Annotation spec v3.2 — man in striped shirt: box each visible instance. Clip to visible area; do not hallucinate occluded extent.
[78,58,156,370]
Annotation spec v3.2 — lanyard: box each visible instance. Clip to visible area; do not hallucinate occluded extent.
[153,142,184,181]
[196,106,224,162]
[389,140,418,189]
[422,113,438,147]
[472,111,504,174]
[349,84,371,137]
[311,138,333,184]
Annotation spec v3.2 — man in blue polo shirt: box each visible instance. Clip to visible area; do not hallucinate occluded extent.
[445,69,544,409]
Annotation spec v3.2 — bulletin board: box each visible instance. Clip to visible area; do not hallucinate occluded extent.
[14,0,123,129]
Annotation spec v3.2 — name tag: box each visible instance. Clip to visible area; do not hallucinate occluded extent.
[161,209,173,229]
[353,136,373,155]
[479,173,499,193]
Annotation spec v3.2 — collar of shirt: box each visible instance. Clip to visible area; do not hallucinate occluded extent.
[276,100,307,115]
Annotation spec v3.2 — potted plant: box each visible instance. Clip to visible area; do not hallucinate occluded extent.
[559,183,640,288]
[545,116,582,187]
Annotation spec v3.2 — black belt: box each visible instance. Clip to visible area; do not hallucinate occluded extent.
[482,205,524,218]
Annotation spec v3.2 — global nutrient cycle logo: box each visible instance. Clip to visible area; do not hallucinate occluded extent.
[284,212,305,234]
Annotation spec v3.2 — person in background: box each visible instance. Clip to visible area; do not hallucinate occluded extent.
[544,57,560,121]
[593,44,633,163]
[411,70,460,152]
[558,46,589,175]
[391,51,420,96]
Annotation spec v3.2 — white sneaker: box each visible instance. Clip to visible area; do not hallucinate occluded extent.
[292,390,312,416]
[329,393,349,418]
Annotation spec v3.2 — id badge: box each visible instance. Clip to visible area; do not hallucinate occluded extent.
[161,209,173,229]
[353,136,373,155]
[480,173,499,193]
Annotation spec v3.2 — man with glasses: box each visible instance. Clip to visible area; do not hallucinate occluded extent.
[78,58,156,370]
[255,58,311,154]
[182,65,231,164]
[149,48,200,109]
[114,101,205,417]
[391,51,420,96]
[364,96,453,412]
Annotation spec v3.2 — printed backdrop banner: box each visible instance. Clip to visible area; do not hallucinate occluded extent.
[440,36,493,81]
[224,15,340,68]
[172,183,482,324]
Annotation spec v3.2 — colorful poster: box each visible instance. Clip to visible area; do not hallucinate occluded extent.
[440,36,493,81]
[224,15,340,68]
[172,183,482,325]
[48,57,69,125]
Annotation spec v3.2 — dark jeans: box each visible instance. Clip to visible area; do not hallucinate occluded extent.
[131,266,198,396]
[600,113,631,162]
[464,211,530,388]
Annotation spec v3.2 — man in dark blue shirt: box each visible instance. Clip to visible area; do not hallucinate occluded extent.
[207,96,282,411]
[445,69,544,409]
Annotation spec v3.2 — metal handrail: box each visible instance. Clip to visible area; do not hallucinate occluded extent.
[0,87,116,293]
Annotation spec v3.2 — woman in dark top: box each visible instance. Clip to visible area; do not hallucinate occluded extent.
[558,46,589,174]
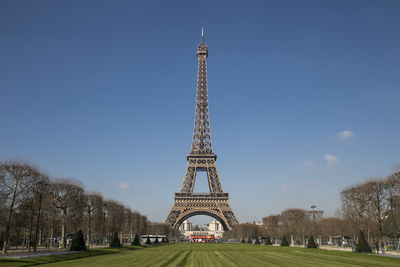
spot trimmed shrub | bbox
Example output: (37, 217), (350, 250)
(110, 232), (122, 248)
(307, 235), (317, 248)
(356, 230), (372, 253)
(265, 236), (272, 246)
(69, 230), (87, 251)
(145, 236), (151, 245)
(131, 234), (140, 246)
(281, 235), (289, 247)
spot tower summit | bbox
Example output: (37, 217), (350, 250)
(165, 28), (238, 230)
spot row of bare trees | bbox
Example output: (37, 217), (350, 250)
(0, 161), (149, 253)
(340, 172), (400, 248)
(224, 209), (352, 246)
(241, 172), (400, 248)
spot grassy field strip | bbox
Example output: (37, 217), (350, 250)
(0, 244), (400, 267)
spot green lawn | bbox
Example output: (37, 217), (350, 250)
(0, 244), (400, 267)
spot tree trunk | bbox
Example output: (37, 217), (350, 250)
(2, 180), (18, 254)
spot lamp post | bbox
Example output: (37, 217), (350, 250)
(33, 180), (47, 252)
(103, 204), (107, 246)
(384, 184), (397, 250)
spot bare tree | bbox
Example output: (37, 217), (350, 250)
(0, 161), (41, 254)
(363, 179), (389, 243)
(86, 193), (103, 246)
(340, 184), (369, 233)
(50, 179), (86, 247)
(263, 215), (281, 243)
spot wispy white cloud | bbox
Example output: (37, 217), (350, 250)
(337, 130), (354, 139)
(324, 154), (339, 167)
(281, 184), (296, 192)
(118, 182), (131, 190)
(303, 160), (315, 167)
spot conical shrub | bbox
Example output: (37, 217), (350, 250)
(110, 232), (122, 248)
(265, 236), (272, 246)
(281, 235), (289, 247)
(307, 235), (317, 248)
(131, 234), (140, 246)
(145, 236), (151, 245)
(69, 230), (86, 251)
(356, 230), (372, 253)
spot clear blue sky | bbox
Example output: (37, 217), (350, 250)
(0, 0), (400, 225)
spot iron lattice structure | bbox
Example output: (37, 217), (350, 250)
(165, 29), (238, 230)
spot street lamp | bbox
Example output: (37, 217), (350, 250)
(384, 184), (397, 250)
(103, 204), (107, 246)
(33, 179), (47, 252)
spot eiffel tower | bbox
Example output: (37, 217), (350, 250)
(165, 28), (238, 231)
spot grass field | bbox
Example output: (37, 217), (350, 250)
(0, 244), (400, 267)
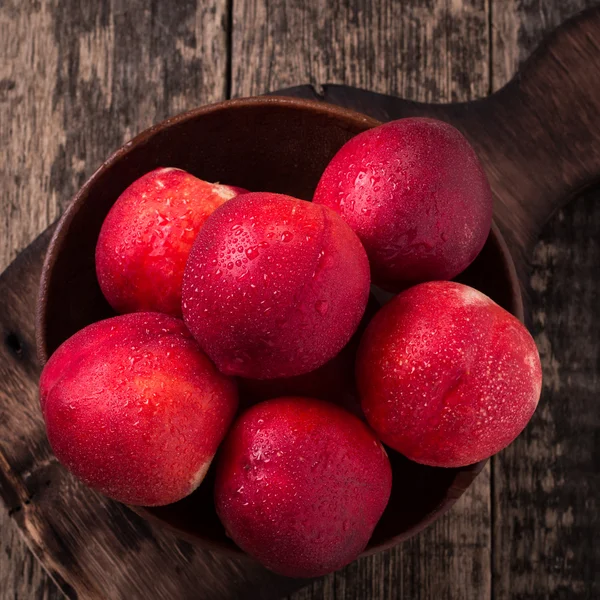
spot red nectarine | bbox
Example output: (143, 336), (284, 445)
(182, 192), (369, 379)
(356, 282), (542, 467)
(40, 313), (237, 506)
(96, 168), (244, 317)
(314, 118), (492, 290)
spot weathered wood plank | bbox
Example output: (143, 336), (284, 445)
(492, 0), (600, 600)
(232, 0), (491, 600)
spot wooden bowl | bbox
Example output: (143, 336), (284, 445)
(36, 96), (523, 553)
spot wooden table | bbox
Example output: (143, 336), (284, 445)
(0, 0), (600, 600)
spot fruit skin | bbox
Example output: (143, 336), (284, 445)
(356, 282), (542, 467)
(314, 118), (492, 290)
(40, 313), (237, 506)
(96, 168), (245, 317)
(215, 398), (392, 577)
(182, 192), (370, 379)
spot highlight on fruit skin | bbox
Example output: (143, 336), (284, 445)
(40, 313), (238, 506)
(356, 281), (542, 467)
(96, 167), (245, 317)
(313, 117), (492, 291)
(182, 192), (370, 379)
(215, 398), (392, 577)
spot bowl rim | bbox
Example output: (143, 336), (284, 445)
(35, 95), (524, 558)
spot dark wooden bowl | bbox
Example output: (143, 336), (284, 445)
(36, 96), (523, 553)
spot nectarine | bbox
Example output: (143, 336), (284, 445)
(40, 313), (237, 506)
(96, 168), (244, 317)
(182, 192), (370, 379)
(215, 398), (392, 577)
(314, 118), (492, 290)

---

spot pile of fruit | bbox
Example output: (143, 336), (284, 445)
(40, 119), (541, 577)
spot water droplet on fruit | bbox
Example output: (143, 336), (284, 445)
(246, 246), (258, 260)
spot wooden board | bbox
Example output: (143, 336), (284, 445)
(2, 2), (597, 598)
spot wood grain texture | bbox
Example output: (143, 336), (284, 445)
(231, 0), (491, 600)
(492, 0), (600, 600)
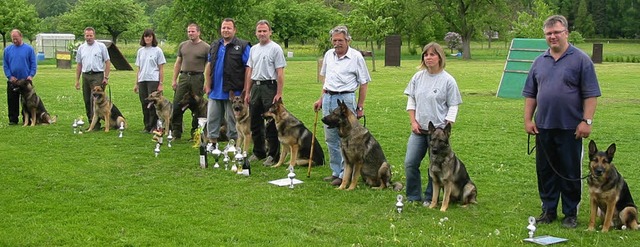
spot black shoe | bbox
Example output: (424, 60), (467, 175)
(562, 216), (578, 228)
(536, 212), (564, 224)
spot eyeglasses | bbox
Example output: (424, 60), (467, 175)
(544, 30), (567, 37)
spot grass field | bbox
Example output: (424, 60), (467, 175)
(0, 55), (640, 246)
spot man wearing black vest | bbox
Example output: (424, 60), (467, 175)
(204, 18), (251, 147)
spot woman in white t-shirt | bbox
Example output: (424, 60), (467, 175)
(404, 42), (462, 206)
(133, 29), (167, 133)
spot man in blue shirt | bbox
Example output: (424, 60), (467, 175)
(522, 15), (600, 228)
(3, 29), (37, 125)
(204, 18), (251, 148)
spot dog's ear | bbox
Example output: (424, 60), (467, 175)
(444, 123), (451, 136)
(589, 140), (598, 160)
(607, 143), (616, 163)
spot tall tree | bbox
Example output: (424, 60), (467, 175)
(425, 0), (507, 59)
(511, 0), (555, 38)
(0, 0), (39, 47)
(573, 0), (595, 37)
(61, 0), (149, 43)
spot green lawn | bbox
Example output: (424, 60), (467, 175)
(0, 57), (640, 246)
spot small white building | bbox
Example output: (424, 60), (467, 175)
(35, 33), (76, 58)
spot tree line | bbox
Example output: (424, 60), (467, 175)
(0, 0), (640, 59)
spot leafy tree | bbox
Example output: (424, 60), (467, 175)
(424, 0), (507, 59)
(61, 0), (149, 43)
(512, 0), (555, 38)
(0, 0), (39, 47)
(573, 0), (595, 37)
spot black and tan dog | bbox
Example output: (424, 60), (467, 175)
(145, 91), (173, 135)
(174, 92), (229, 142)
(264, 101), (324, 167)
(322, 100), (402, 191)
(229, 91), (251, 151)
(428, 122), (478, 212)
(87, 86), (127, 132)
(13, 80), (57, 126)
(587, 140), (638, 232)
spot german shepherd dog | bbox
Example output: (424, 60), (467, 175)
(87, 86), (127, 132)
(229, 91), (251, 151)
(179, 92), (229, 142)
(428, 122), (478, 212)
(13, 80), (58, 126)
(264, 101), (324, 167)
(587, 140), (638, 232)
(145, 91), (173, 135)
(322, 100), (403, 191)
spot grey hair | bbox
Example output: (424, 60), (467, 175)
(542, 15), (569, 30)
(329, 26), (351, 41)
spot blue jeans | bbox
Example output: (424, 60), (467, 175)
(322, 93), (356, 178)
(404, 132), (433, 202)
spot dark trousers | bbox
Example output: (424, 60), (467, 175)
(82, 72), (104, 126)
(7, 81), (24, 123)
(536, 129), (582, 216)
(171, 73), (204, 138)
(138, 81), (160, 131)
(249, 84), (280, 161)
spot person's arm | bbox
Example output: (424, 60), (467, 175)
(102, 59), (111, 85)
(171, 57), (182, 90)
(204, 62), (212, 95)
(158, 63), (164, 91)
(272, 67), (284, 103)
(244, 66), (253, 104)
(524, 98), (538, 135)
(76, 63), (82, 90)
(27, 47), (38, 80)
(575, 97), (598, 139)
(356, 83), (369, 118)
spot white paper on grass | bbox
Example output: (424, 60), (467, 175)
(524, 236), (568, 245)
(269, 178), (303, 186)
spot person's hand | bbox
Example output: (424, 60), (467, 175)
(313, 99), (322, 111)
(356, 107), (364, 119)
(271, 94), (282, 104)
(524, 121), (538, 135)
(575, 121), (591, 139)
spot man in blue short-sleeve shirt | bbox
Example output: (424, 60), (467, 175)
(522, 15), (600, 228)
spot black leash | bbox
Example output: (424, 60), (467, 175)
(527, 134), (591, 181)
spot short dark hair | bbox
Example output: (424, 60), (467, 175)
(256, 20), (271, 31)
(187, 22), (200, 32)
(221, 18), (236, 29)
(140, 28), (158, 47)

## Written request
Please return the records from the line with "Annotation spec v3.2 — metal" to the line with "[0,87,116,293]", both included, copying each line without any change.

## Right answer
Annotation spec v3.2 — metal handrail: box each visible instance. Clip to visible area; do not hallucinate occluded extent.
[0,87,116,293]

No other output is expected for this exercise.